What you should do: Rewrite every one of the records below, replacing "Mark a point" with "Place a dot" wherever it occurs and leaving everything else as it stands.

>> Start Records provided

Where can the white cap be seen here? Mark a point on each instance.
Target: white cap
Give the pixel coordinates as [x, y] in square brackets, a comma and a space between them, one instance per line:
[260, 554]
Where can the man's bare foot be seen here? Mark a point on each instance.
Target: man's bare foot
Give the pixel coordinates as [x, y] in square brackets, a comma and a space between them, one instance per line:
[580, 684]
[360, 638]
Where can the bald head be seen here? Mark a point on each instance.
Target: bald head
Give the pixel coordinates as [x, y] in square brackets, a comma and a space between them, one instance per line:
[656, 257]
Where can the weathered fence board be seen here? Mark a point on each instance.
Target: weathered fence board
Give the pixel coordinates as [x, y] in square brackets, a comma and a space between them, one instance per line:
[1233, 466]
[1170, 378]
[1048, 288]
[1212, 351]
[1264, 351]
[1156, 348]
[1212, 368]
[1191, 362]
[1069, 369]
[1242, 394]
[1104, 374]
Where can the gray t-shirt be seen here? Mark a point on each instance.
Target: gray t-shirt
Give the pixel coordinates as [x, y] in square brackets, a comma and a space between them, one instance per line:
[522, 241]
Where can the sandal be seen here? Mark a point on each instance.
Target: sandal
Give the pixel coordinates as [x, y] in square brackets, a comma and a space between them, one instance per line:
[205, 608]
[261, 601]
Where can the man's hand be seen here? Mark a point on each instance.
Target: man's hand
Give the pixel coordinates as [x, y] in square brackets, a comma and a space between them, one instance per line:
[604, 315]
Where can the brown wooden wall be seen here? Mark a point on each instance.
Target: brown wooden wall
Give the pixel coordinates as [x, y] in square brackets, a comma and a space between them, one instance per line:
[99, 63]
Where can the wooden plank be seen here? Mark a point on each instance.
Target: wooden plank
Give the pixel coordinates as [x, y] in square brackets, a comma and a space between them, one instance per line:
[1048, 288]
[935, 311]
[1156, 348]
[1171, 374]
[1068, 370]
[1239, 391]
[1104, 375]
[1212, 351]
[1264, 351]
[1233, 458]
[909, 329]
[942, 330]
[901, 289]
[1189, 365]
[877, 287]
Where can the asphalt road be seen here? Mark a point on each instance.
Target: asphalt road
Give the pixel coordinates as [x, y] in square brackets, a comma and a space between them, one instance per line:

>> End Records provided

Reply:
Where can the white cap be seen here? Place a dot on each instance.
Target: white cap
Give the pixel coordinates as [x, y] in square brackets, a comma and a space between them, one instance per line:
[260, 554]
Where can the man's bare foot be seen here? Place a dot on each instance.
Target: man's bare foot
Give the pixel coordinates as [x, y] in square brackets, a comma and a space between them, one instance per line:
[580, 684]
[360, 638]
Where can the bald head be seen here? Place a dot on each instance.
Target: bald head
Give the pixel coordinates as [x, y] in square brackets, a comma and a space between them, one instance per line:
[656, 257]
Where can the weathered fence board be seen here? Place a dot on each instance.
Target: weathered fence board
Give the pixel coordinates as [x, y] in square brackets, a comma and a space between them, one instance per line:
[1233, 466]
[1170, 378]
[1048, 288]
[1212, 351]
[1264, 351]
[1156, 348]
[1212, 368]
[1191, 362]
[1069, 369]
[1242, 394]
[1104, 374]
Where can the gray t-shirt be seen here? Place a dot on each instance.
Target: gray t-shirt
Give the pixel coordinates as [x, y] in square brackets, a comma and a space between them, one instance per line:
[522, 241]
Where can the sandal be seen here? Place a dot on each instance.
Target: sandal
Give the pixel coordinates as [x, y] in square brackets, a comma and a space between them, one instance per line:
[205, 608]
[261, 601]
Where can the man's hand be seen here? Place a dot on each instance.
Target: man's hand
Give the pixel coordinates as [x, y] in square brackets, a comma and a space between them, one instance per line:
[604, 315]
Where can the brown wooden wall be seen here? Place a dot on each instance.
Target: brown wooden wall
Give the pixel coordinates as [x, y] in square brackets, a comma and a space between them, one instance per line:
[99, 63]
Where can the wooden plank be seen here? Place a dot on each instance.
Target: wooden plank
Give the pixel coordinates as [x, y] in square brackets, a comma and a space between them, one instance per line:
[1048, 288]
[935, 311]
[1156, 348]
[1171, 374]
[1068, 370]
[1239, 391]
[1104, 375]
[1212, 351]
[1264, 351]
[1233, 458]
[909, 329]
[942, 330]
[901, 289]
[1189, 365]
[877, 287]
Where can the asphalt road be seen here? Place a dot on each instance.
Target: asphalt road
Give the pixel coordinates as [x, y] in square brackets, a comma and a space between them, one instance per line:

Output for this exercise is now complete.